Photo Credit: UGA Grady College

The University of Georgia will move to online classes for the rest of the spring semester and reduce on-campus activities to a minimum, including canceling the May commencement ceremony, President Jere Morehead announced today.

The few students who remain in residence halls because they have nowhere to go can stay, and can get food to go from Bolton Hall. Other students who live on campus and meal plan subscribers will be given refunds on a pro-rated basis. All students will also receive pro-rated refunds on fees. Advising for the fall semester will happen remotely.

Classes will resume online Mar. 30. The deadline to withdraw has been extended until Apr. 17.

Routine research conducted on campus is winding down this week. All non-essential employees will continue working from home.

All events this semester are canceled, including athletics, performances, student activities, Honors Week and commencement. Students will be able to graduate, though.

“We realize that the cancellation of many of these activities is extremely disappointing—particularly the cancellation of Spring Commencement on Friday, May 8, 2020,” Morehead said. “Therefore, we are exploring other ways to honor our graduates and will communicate when those plans are known. These decisions are not made lightly, but with the best interests of our campus community and our students’ families and loved ones in mind.”

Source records

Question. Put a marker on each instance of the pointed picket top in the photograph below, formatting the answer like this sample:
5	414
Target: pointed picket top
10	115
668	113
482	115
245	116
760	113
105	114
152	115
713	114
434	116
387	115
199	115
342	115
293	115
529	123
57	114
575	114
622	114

> [Task instructions]
1. Answer these from the University of Georgia announcement:
(a) On what date will classes resume online?
(b) From which hall can students remaining in residence halls get food to go?
(c) On what date was Spring Commencement scheduled before it was canceled?
2. Output everything in the University of Georgia announcement from "Classes will resume" down to "working from home.", copied word for word.

> [Activity answers]
1.
(a) Mar. 30
(b) Bolton Hall
(c) Friday, May 8, 2020

2.
Classes will resume online Mar. 30. The deadline to withdraw has been extended until Apr. 17.

Routine research conducted on campus is winding down this week. All non-essential employees will continue working from home.